• **DATA EXTRACT**
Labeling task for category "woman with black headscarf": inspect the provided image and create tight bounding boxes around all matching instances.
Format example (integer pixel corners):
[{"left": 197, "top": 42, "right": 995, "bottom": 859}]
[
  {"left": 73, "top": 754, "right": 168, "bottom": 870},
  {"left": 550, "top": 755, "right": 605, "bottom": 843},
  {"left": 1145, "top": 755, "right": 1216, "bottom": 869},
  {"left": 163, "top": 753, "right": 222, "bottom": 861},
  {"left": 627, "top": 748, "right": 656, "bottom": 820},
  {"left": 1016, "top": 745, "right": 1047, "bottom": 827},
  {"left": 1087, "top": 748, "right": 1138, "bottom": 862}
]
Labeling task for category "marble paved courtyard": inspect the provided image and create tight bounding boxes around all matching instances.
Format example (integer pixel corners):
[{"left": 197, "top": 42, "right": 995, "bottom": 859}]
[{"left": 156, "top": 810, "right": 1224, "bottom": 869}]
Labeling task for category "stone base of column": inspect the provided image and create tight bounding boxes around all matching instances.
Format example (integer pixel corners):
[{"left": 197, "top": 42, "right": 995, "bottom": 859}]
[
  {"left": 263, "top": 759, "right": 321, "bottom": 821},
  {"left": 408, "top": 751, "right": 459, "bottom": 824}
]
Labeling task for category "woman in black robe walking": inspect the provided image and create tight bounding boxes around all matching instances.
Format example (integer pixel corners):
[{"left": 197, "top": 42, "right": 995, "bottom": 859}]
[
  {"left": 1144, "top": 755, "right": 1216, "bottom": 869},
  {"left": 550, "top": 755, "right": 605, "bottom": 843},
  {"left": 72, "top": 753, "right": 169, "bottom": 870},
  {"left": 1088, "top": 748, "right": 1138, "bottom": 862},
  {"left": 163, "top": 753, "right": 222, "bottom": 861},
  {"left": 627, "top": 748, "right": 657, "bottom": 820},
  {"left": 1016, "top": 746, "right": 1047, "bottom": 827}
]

• **DIRECTIONS**
Repeat all the data, every line exactly.

• **EXERCISE ANSWER**
Labeling task for category "woman with black headscarf": inspect the provided image and create tight bounding boxes around all matching instances.
Format example (integer pixel corners):
[{"left": 197, "top": 42, "right": 995, "bottom": 859}]
[
  {"left": 73, "top": 754, "right": 168, "bottom": 870},
  {"left": 550, "top": 755, "right": 605, "bottom": 843},
  {"left": 1145, "top": 755, "right": 1216, "bottom": 869},
  {"left": 163, "top": 753, "right": 222, "bottom": 861},
  {"left": 627, "top": 748, "right": 656, "bottom": 820},
  {"left": 1016, "top": 745, "right": 1047, "bottom": 827},
  {"left": 1087, "top": 748, "right": 1138, "bottom": 862}
]
Labeling task for category "marble paved courtyard": inspect the provided image and create tight bounding boxes around all matching instances.
Format example (integer pixel corners):
[{"left": 197, "top": 42, "right": 995, "bottom": 859}]
[{"left": 156, "top": 810, "right": 1224, "bottom": 869}]
Labeling task for category "stone base of column": inspect the provided image and create tight bounding boxes around all matching instances.
Format example (integer pixel corners):
[{"left": 197, "top": 42, "right": 995, "bottom": 859}]
[
  {"left": 263, "top": 759, "right": 321, "bottom": 821},
  {"left": 408, "top": 751, "right": 459, "bottom": 824}
]
Labeling task for category "woman in black robe walking": inspect the provided image and create tight bounding boxes around all matching instances.
Format example (integer pixel corners):
[{"left": 197, "top": 42, "right": 995, "bottom": 859}]
[
  {"left": 1144, "top": 755, "right": 1216, "bottom": 869},
  {"left": 550, "top": 755, "right": 605, "bottom": 843},
  {"left": 72, "top": 753, "right": 169, "bottom": 870},
  {"left": 1088, "top": 748, "right": 1138, "bottom": 862},
  {"left": 163, "top": 753, "right": 222, "bottom": 861},
  {"left": 627, "top": 748, "right": 657, "bottom": 820},
  {"left": 1016, "top": 746, "right": 1047, "bottom": 827}
]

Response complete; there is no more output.